▶ MATERIAL SHOWN
☆ ☆ ☆

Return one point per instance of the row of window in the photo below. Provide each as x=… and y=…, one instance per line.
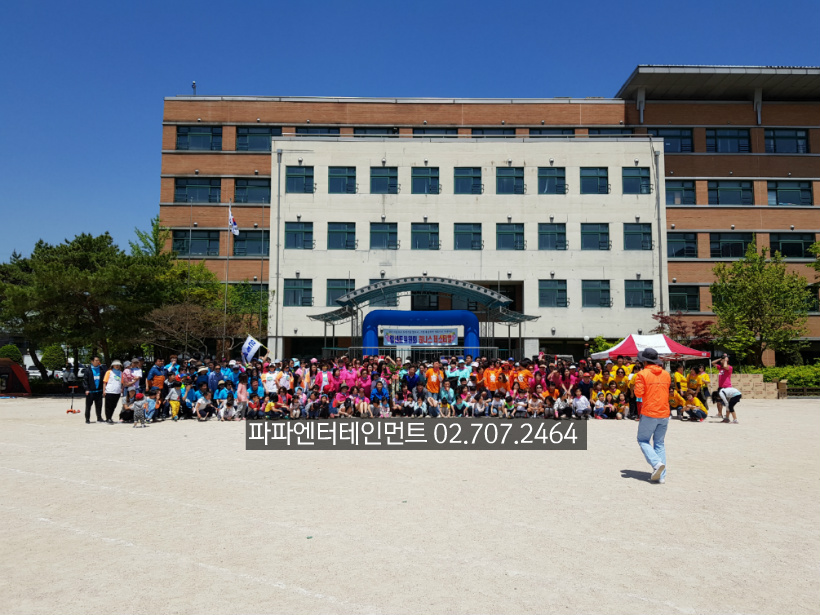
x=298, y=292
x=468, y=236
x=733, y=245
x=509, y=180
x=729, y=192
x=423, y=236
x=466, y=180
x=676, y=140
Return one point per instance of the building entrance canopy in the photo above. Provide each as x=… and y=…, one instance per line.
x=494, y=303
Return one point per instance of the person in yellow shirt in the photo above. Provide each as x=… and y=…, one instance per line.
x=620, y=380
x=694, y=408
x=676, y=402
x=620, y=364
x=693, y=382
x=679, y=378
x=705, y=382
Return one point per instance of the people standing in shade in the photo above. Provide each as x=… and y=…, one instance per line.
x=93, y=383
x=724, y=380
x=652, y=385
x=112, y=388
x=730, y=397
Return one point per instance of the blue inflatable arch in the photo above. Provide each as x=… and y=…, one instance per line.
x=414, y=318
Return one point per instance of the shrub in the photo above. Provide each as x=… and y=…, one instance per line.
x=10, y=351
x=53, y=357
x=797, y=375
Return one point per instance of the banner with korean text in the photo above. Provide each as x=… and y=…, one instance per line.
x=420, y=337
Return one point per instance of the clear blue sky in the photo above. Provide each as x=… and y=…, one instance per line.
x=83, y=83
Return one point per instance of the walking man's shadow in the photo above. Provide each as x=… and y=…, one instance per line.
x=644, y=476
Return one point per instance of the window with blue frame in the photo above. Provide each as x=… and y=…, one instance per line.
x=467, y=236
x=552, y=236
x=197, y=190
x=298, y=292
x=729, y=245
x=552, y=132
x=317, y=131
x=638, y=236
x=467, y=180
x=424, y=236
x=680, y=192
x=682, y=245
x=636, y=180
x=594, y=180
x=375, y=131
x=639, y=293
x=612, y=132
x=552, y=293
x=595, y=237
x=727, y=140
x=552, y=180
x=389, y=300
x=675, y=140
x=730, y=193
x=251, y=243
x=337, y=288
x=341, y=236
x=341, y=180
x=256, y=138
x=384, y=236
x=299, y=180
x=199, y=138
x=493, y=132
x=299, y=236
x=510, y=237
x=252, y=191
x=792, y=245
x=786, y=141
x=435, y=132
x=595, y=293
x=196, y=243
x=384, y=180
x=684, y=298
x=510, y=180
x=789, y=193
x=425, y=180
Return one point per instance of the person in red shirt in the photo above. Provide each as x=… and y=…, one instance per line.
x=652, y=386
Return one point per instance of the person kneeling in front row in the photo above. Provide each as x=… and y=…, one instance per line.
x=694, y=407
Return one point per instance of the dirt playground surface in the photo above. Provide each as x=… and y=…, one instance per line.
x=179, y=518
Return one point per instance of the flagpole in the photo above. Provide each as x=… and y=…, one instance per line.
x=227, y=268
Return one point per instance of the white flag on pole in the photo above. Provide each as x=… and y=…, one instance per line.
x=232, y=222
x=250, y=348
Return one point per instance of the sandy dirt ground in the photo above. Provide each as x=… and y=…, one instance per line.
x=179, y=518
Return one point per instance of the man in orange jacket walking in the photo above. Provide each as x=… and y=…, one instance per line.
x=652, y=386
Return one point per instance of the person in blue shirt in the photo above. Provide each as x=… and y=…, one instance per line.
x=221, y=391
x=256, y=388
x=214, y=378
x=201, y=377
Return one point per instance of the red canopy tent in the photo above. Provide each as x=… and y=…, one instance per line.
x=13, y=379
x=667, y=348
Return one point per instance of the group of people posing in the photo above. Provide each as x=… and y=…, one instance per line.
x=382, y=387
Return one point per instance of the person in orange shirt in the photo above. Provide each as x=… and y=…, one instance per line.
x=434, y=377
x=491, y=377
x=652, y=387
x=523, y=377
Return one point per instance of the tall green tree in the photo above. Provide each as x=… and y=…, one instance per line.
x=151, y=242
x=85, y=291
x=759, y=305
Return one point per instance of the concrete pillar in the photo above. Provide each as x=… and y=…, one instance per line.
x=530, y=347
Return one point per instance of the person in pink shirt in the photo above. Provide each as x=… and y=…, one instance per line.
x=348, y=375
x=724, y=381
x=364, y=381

☆ ☆ ☆

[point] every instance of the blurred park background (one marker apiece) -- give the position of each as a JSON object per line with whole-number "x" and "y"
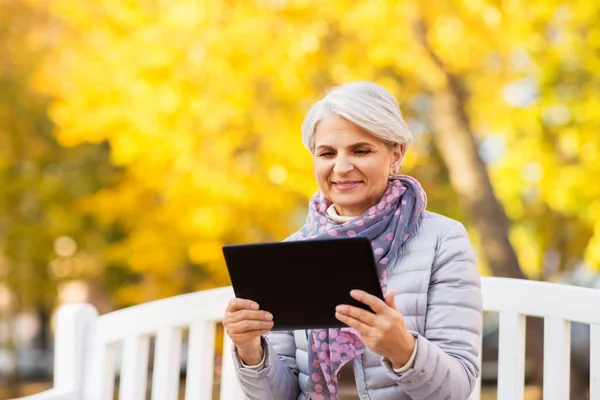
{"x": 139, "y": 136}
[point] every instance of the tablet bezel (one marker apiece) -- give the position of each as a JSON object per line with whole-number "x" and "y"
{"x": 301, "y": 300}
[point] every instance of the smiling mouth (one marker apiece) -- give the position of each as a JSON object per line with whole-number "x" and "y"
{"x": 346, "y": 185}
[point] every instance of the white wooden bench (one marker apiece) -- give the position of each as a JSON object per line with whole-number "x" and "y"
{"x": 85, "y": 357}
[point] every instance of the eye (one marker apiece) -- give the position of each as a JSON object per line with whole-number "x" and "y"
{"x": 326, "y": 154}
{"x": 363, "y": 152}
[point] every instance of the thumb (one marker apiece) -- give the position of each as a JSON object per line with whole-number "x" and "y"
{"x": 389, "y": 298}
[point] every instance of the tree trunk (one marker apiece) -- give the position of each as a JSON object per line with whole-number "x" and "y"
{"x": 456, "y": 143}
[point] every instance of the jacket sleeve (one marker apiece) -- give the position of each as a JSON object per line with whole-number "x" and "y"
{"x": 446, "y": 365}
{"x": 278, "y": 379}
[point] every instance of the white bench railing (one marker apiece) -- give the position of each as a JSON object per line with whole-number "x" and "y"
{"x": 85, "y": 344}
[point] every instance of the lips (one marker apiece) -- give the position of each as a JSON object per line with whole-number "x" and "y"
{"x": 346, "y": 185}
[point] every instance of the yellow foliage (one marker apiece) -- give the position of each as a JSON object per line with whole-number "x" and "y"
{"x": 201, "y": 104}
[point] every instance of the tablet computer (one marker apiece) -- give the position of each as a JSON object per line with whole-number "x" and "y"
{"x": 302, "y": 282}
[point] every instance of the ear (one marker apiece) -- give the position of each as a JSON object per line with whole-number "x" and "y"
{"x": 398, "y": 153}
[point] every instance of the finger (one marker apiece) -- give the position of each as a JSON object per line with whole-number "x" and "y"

☆ ☆ ☆

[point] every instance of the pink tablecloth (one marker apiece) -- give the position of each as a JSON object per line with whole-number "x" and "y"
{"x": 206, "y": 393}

☆ ☆ ☆

▶ WORK TASK
Your answer should consist only of the lines above between the line holding "[point] every instance of the jacket" and the line holding "[point] every instance of the finger", inclusive, each transcribed exactly.

▶ TASK SOLUTION
[point] every instance of the jacket sleeve (one marker apiece) -- give the position of each as a JSON object per line with whole-number "x" and "y"
{"x": 446, "y": 365}
{"x": 278, "y": 379}
[point] every instance of the white bench railing (one marker apiece) -- give the position of each as a JSON object per line with whole-number "x" and "y"
{"x": 85, "y": 344}
[point] every instance of the lips (one marker apiece) -- give the position of each as a JSON object per line with whole-number "x" and "y"
{"x": 346, "y": 185}
[point] every instance of the yellow foliage (one marker apiece) -- give the position of each as a JSON object per line with whole-number "x" and "y"
{"x": 201, "y": 104}
[point] every instance of the tablet computer (one marker apiece) -- give the position of each as a JSON object per line with whole-number "x" and "y"
{"x": 302, "y": 282}
[point] every instance of the ear (one marker apiece) -- give the position of each as a JSON object per line with whole-number "x" and "y"
{"x": 398, "y": 153}
[point] every instance of the finger (one marker apiece) -- give the position of each as a JSON object per line with whole-number "x" and "y"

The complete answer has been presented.